ABOUT THIS EXERCISE: Take from the data every line in which the word "grateful" is found.

EXERCISE MATERIAL:
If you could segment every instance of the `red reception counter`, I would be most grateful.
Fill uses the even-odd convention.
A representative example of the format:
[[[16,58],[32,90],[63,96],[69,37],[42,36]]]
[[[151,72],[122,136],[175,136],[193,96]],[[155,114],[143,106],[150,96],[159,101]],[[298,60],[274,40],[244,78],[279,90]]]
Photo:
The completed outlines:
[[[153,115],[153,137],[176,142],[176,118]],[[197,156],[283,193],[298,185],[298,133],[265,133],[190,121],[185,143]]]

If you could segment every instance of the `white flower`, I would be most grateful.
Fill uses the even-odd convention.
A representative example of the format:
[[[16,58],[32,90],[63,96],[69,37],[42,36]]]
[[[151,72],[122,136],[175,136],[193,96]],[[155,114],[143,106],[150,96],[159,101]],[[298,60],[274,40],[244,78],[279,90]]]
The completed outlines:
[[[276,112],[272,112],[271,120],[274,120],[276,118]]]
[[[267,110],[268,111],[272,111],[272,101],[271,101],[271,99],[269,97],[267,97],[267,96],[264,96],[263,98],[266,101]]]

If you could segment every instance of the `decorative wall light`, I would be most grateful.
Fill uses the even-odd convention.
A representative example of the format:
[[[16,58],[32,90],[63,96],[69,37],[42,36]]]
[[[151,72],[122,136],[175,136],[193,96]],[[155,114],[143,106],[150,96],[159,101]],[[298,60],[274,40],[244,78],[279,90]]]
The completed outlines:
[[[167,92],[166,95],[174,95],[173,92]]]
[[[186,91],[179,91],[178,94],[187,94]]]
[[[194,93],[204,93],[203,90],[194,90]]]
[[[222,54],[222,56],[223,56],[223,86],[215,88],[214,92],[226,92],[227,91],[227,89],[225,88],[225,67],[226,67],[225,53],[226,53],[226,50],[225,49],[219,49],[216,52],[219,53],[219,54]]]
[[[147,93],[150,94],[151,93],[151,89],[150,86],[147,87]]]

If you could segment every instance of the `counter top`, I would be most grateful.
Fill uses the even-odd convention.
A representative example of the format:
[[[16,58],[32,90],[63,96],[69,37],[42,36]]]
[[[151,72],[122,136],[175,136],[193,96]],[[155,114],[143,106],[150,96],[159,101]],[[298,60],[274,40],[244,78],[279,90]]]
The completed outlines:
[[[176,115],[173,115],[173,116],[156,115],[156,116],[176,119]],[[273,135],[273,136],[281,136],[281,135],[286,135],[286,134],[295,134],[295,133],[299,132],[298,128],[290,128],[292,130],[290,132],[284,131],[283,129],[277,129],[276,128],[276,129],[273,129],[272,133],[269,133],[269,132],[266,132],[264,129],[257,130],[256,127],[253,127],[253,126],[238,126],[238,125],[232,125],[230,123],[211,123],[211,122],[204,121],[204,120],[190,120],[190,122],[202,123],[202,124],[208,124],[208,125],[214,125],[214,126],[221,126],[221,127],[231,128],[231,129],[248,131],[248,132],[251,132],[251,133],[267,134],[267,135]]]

ANSWER SECTION:
If you could segment every instance of the `red reception counter`, I would be most grateful.
If you could segment every instance of the `white flower`, I would be most grateful.
If you could segment every instance of the `decorative wall light`, I would be most grateful.
If you could segment every instance of the `counter top`, I would be most grateful.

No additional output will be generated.